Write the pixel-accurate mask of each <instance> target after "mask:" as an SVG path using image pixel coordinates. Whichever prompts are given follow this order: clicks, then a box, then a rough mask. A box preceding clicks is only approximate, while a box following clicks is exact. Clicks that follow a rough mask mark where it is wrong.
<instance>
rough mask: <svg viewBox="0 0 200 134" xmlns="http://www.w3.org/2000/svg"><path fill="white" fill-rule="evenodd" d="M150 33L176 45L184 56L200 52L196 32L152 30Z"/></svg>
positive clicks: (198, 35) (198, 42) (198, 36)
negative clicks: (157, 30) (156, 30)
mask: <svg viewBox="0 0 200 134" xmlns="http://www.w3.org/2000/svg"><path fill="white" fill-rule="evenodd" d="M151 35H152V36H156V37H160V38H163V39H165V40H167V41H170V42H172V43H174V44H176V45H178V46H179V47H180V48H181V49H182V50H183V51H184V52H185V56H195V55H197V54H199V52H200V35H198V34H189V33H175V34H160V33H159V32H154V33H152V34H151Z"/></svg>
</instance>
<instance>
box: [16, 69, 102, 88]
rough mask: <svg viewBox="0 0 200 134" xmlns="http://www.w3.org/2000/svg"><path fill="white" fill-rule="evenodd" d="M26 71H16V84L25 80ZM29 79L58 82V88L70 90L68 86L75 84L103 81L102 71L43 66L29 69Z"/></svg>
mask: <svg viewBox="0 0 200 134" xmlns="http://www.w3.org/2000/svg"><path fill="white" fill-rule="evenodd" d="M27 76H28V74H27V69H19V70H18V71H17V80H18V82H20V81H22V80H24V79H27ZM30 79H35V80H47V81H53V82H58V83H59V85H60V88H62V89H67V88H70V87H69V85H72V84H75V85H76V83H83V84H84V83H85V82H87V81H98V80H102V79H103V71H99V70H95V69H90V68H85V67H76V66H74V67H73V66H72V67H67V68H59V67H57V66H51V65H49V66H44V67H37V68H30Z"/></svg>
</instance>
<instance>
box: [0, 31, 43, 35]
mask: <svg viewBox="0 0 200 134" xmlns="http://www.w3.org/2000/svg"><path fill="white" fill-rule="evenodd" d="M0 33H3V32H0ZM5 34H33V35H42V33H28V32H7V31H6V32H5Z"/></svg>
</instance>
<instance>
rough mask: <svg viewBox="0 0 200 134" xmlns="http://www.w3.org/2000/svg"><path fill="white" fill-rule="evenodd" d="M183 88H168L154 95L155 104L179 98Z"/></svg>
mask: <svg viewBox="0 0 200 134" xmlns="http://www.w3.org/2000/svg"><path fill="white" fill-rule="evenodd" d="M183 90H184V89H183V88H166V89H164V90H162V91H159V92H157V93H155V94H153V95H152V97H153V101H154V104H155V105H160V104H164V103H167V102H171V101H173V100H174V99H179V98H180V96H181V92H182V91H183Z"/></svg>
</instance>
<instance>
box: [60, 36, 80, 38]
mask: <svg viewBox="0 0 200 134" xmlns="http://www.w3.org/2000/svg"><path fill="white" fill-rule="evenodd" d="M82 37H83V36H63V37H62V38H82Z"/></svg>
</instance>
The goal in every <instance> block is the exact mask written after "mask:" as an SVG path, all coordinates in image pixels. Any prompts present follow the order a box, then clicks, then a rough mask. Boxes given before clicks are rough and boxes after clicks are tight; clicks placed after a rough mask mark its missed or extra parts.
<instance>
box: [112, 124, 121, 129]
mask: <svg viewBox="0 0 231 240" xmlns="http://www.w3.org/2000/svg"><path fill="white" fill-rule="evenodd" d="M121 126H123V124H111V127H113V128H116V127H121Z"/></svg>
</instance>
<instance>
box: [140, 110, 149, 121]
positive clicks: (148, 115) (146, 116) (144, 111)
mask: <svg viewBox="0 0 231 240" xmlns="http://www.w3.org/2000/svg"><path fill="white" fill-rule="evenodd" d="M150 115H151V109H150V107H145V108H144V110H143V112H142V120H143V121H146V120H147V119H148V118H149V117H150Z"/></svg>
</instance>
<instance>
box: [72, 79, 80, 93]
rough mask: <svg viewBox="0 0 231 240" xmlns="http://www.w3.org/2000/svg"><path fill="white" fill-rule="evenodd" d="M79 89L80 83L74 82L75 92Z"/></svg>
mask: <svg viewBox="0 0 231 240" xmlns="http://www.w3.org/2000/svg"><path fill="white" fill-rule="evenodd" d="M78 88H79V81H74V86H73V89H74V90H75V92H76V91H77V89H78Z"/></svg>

## ABOUT THIS EXERCISE
Revise all the entries above so that every "rough mask" reads "coarse mask" instead, leaving everything else unchanged.

## ANSWER TO THE PROBLEM
Write the pixel-accurate mask of each <instance> target after "mask:" as an SVG path using image pixel coordinates. Whichever prompts are given follow this order: clicks, then a box, then a coarse mask. A box preceding clicks is only approximate, while a box following clicks is exact. Clicks that follow a coarse mask mark where it is wrong.
<instance>
coarse mask: <svg viewBox="0 0 200 134" xmlns="http://www.w3.org/2000/svg"><path fill="white" fill-rule="evenodd" d="M150 33L176 45L184 56L200 52L196 32L152 30Z"/></svg>
positive clicks: (198, 35) (198, 42) (198, 36)
negative clicks: (157, 30) (156, 30)
mask: <svg viewBox="0 0 200 134" xmlns="http://www.w3.org/2000/svg"><path fill="white" fill-rule="evenodd" d="M151 35H152V36H156V37H160V38H163V39H165V40H167V41H170V42H172V43H174V44H176V45H178V46H179V47H180V48H181V49H182V50H183V51H184V52H185V56H195V55H197V54H199V52H200V35H198V34H189V33H175V34H160V33H159V32H154V33H152V34H151Z"/></svg>
</instance>
<instance>
box: [16, 69, 102, 88]
coarse mask: <svg viewBox="0 0 200 134" xmlns="http://www.w3.org/2000/svg"><path fill="white" fill-rule="evenodd" d="M26 71H16V84L25 80ZM29 79L58 82V88L70 90L68 86L75 84L103 81L102 71L43 66L29 69Z"/></svg>
mask: <svg viewBox="0 0 200 134" xmlns="http://www.w3.org/2000/svg"><path fill="white" fill-rule="evenodd" d="M27 76H28V74H27V69H19V70H18V71H17V80H18V82H20V81H22V80H24V79H27ZM30 79H35V80H47V81H53V82H58V83H59V85H60V88H62V89H67V88H70V87H69V85H72V84H75V85H76V83H83V84H84V83H85V82H87V81H98V80H102V79H103V71H99V70H95V69H90V68H85V67H76V66H74V67H73V66H72V67H67V68H59V67H57V66H51V65H49V66H44V67H37V68H30Z"/></svg>
</instance>
<instance>
box: [0, 31, 43, 35]
mask: <svg viewBox="0 0 200 134" xmlns="http://www.w3.org/2000/svg"><path fill="white" fill-rule="evenodd" d="M0 33H3V32H0ZM5 34H33V35H42V33H28V32H7V31H6V32H5Z"/></svg>
</instance>
<instance>
coarse mask: <svg viewBox="0 0 200 134" xmlns="http://www.w3.org/2000/svg"><path fill="white" fill-rule="evenodd" d="M183 88H168L154 95L155 104L179 98Z"/></svg>
mask: <svg viewBox="0 0 200 134" xmlns="http://www.w3.org/2000/svg"><path fill="white" fill-rule="evenodd" d="M183 90H184V89H183V88H166V89H164V90H162V91H159V92H157V93H155V94H153V95H152V97H153V101H154V104H155V105H160V104H164V103H167V102H171V101H173V100H174V99H179V98H180V96H181V92H182V91H183Z"/></svg>
</instance>
<instance>
box: [60, 36, 80, 38]
mask: <svg viewBox="0 0 200 134" xmlns="http://www.w3.org/2000/svg"><path fill="white" fill-rule="evenodd" d="M82 37H83V36H63V37H62V38H82Z"/></svg>
</instance>
The goal in every <instance> block is the exact mask written after "mask:" as an SVG path, all coordinates in image pixels. Any prompts present follow the order a box, then clicks, then a coarse mask. Boxes given before clicks are rough and boxes after clicks are tight; clicks placed after a coarse mask mark its missed or extra parts.
<instance>
box: [112, 124, 121, 129]
mask: <svg viewBox="0 0 231 240" xmlns="http://www.w3.org/2000/svg"><path fill="white" fill-rule="evenodd" d="M121 126H123V124H111V127H113V128H116V127H121Z"/></svg>
</instance>
<instance>
box: [140, 110, 149, 121]
positive clicks: (148, 115) (146, 116) (144, 111)
mask: <svg viewBox="0 0 231 240" xmlns="http://www.w3.org/2000/svg"><path fill="white" fill-rule="evenodd" d="M150 115H151V109H150V107H145V108H144V110H143V112H142V120H143V121H146V120H147V119H148V118H149V117H150Z"/></svg>
</instance>
<instance>
box: [72, 79, 80, 93]
coarse mask: <svg viewBox="0 0 231 240" xmlns="http://www.w3.org/2000/svg"><path fill="white" fill-rule="evenodd" d="M79 89L80 83L74 82L75 92Z"/></svg>
mask: <svg viewBox="0 0 231 240" xmlns="http://www.w3.org/2000/svg"><path fill="white" fill-rule="evenodd" d="M78 88H79V81H74V86H73V89H74V90H75V92H76V91H77V89H78Z"/></svg>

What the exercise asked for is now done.